Excerpted records
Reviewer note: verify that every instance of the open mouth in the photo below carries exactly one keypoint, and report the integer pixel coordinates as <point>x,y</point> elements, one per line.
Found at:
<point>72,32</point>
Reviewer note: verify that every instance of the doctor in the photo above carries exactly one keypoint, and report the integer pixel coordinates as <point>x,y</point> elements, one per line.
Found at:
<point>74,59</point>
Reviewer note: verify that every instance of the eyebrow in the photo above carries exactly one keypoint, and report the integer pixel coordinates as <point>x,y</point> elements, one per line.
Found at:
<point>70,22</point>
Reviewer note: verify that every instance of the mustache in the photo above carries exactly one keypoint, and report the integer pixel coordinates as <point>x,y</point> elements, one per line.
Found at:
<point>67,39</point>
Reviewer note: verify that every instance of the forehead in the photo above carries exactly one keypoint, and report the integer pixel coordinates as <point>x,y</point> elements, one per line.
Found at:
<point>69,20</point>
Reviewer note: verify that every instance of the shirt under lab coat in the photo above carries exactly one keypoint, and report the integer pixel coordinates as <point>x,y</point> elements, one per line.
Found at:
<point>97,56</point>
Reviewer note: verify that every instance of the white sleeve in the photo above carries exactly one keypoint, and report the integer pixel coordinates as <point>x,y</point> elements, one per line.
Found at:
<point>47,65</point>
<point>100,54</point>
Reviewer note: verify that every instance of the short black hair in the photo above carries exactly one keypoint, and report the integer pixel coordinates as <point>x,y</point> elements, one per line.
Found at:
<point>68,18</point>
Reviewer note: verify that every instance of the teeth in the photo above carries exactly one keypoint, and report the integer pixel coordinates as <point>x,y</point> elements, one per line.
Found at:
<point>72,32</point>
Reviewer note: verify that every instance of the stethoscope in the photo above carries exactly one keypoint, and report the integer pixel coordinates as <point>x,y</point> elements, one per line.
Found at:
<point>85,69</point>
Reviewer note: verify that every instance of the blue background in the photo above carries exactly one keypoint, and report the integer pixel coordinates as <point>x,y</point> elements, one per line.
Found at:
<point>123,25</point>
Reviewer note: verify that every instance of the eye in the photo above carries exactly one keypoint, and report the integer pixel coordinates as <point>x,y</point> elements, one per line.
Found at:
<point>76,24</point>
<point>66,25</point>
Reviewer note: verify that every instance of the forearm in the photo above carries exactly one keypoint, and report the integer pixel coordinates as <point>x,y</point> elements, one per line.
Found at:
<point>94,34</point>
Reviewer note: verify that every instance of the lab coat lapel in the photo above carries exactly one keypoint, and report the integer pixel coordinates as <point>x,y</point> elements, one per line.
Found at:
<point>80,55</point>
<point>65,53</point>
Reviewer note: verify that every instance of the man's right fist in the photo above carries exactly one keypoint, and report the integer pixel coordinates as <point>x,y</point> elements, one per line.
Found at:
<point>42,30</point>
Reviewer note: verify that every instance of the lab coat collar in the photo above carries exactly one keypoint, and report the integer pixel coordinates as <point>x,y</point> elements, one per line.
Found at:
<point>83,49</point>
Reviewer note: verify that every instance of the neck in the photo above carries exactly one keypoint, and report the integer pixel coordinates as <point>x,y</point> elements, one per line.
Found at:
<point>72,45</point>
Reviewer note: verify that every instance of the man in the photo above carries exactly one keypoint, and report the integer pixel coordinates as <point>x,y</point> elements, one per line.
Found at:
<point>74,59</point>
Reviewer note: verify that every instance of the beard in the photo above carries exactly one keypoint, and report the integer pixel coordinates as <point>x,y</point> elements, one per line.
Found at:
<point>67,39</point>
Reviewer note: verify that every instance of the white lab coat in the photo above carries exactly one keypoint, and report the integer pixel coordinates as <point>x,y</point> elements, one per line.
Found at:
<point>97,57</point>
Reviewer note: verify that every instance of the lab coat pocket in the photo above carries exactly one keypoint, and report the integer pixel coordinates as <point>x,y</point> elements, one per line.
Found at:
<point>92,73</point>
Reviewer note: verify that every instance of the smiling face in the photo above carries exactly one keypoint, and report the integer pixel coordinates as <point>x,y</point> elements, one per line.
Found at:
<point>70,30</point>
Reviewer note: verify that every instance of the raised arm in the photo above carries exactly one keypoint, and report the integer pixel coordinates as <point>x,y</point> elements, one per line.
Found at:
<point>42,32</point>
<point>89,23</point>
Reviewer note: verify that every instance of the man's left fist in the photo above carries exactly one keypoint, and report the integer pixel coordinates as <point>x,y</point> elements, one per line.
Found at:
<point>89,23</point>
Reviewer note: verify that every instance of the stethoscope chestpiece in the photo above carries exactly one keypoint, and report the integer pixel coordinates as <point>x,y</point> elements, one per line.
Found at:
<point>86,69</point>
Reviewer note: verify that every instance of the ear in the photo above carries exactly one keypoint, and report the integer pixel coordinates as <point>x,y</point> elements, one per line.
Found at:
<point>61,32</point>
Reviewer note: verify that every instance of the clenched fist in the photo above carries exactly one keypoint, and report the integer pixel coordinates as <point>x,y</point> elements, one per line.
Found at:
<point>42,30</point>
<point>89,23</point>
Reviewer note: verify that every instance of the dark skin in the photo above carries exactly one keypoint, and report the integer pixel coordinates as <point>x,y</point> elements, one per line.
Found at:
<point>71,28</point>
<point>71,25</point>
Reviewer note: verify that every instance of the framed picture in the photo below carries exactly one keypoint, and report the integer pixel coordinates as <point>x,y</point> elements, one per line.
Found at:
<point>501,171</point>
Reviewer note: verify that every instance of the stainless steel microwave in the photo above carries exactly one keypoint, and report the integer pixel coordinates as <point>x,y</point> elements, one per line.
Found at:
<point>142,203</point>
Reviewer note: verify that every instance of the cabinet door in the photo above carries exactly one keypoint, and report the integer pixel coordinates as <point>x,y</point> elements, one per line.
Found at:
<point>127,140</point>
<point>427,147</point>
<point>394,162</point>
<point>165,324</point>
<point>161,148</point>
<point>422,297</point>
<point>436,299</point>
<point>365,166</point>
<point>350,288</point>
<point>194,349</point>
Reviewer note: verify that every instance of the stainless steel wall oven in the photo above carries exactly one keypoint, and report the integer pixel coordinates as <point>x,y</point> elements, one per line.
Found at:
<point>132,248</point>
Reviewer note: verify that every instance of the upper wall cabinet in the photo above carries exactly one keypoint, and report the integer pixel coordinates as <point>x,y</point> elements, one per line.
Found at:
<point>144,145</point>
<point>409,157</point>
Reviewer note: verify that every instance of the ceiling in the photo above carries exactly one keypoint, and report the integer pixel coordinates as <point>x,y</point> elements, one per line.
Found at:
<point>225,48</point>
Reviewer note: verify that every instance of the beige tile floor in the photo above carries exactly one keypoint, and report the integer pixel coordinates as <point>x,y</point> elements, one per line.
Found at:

Work to do
Rewrite everything from the start of the rows down to the line containing "<point>97,56</point>" as a two-column CSV headed prompt_text and located_points, with one CSV line per row. Put the row's text in the first quoted field and its answer in the second, and replace line breaks with spaces.

Task response
prompt_text,located_points
"Reviewer note: verify that every instance of the open mouth in the photo below carries exactly one keypoint, and report the integer pixel coordinates as <point>x,y</point> elements, one per line. Found at:","<point>72,32</point>"
"Reviewer note: verify that every instance of the doctor in the photo above carries exactly one keypoint, and report the integer pixel coordinates as <point>x,y</point> elements, one per line. Found at:","<point>74,59</point>"
"Reviewer note: verify that every instance of the eyebrow in the photo above carries exactly one keypoint, and report the integer pixel coordinates as <point>x,y</point> elements, one per line. Found at:","<point>70,22</point>"
"Reviewer note: verify that every instance of the mustache in the photo above carries exactly one keypoint, and report the integer pixel coordinates as <point>x,y</point> elements, one per line. Found at:","<point>67,39</point>"
"Reviewer note: verify that every instance of the forehead in the photo above carries exactly one keypoint, and report the integer pixel coordinates as <point>x,y</point> elements, one per line. Found at:","<point>69,20</point>"
"Reviewer note: verify that every instance of the shirt under lab coat in the photo above carries exactly one keypoint, and report the integer pixel coordinates as <point>x,y</point> elements, one per line. Found at:","<point>97,56</point>"